## Task description
Using the data below, copy every line that contains the word "white".
___ Data supplied ___
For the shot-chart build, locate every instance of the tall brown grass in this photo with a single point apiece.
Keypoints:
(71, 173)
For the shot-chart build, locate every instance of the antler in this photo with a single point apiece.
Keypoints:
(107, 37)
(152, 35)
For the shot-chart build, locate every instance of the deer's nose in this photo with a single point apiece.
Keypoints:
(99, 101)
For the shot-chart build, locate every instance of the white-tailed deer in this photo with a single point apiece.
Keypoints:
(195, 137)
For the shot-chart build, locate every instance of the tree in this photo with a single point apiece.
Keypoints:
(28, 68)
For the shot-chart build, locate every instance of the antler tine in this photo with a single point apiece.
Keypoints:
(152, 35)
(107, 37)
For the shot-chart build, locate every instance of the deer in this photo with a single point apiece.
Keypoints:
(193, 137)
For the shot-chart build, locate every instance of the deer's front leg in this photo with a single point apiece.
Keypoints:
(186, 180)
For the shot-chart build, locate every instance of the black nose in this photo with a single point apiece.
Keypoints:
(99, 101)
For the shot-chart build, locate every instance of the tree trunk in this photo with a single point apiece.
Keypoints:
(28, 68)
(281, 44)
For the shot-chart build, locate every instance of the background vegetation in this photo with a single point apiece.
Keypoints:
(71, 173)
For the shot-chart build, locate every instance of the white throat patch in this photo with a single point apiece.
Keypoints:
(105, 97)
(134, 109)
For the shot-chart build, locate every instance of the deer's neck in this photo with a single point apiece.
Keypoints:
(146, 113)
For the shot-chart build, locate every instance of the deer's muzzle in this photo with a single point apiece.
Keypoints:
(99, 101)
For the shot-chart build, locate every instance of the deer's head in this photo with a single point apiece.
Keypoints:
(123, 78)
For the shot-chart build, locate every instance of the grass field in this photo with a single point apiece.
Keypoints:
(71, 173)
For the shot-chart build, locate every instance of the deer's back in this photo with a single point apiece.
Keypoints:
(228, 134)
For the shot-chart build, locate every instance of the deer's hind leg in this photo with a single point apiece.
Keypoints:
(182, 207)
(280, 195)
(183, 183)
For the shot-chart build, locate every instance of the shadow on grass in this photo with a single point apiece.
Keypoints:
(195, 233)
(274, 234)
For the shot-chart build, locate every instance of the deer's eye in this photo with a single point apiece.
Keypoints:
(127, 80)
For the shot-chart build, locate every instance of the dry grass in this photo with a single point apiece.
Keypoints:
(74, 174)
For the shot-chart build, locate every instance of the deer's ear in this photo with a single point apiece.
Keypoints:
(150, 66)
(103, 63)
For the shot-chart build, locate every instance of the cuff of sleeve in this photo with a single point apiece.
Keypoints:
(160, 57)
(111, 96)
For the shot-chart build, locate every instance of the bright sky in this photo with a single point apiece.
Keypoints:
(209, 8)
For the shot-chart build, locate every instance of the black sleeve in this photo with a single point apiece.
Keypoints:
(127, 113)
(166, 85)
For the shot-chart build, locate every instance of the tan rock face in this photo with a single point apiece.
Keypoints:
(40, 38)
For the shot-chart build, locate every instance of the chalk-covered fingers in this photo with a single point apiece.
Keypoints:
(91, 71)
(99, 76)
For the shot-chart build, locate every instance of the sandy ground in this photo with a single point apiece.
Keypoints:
___
## Result of this exercise
For the shot-chart build, locate every instance of the white-tailed deer in this photo with a single point apiece.
For the shot-chart build, locate every instance of the white throat patch in this photo with a single point apiece.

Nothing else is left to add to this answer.